◆ **Aim of the task**: Check which lines in the records hold "ground" and report how many there are, with no other text.
BEGIN Records to process
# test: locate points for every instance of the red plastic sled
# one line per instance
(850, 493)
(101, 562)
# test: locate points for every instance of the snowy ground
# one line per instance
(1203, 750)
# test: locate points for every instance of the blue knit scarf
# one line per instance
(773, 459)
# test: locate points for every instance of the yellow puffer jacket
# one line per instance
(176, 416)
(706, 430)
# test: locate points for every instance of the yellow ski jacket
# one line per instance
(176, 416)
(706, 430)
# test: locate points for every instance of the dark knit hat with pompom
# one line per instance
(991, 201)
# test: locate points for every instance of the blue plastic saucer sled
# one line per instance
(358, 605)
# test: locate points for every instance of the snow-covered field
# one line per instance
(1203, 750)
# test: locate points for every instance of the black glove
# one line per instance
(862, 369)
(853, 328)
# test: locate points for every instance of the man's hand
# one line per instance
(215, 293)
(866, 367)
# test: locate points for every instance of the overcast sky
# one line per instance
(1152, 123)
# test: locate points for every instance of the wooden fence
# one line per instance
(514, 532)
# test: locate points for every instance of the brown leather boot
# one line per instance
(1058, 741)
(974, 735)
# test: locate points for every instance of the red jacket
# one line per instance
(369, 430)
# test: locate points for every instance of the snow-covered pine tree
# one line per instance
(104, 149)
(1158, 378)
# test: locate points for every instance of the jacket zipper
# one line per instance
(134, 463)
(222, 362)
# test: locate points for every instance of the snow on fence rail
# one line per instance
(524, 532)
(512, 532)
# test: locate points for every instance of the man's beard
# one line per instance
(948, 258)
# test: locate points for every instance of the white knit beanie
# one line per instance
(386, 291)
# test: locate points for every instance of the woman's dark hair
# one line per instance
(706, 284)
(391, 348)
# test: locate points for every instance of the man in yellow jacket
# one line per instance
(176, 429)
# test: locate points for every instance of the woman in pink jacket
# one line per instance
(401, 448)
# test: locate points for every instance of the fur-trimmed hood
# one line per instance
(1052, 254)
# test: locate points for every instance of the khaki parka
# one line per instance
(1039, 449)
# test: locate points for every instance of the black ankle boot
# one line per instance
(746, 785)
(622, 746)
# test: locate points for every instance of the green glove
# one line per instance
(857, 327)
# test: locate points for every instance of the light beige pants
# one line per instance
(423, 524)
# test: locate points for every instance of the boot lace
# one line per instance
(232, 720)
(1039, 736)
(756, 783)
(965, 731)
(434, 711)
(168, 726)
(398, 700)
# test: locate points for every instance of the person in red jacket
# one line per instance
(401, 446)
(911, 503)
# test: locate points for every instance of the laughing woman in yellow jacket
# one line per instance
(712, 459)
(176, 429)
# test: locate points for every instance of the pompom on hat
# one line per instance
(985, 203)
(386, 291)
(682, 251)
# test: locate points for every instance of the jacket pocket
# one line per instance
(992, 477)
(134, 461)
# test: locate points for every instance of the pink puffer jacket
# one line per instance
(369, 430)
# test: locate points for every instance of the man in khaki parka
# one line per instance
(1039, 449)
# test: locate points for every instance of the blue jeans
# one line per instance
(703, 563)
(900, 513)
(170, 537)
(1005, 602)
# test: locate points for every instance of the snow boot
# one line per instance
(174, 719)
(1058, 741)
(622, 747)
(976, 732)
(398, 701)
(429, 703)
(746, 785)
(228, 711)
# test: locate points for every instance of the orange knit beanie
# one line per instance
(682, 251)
END Records to process
BEGIN Records to process
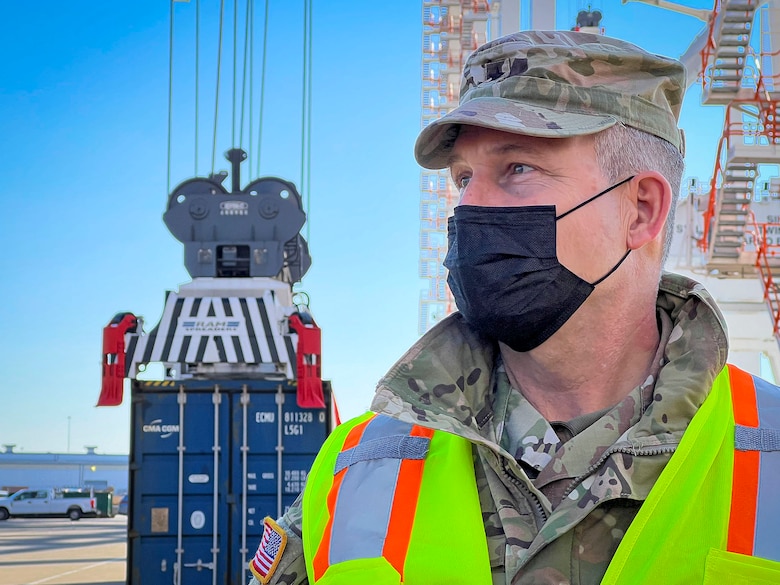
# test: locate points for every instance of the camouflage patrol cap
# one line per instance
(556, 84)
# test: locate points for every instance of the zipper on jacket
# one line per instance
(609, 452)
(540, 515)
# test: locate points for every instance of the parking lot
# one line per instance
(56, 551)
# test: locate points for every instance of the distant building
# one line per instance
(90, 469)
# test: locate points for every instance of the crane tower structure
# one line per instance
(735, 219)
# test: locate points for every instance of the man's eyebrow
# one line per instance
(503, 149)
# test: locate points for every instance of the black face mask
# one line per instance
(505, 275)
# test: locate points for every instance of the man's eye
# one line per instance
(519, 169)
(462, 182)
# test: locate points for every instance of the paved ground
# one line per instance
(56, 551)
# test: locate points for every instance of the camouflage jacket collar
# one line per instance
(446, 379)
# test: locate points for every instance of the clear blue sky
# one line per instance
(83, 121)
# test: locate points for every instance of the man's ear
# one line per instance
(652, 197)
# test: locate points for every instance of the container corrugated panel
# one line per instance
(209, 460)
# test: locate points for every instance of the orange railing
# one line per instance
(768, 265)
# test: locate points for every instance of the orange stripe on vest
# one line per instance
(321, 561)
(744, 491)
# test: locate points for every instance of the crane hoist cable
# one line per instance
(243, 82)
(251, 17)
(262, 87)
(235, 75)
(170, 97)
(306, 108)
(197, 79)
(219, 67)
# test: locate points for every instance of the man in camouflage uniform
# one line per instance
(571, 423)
END Records to process
◆ **Exercise response**: 2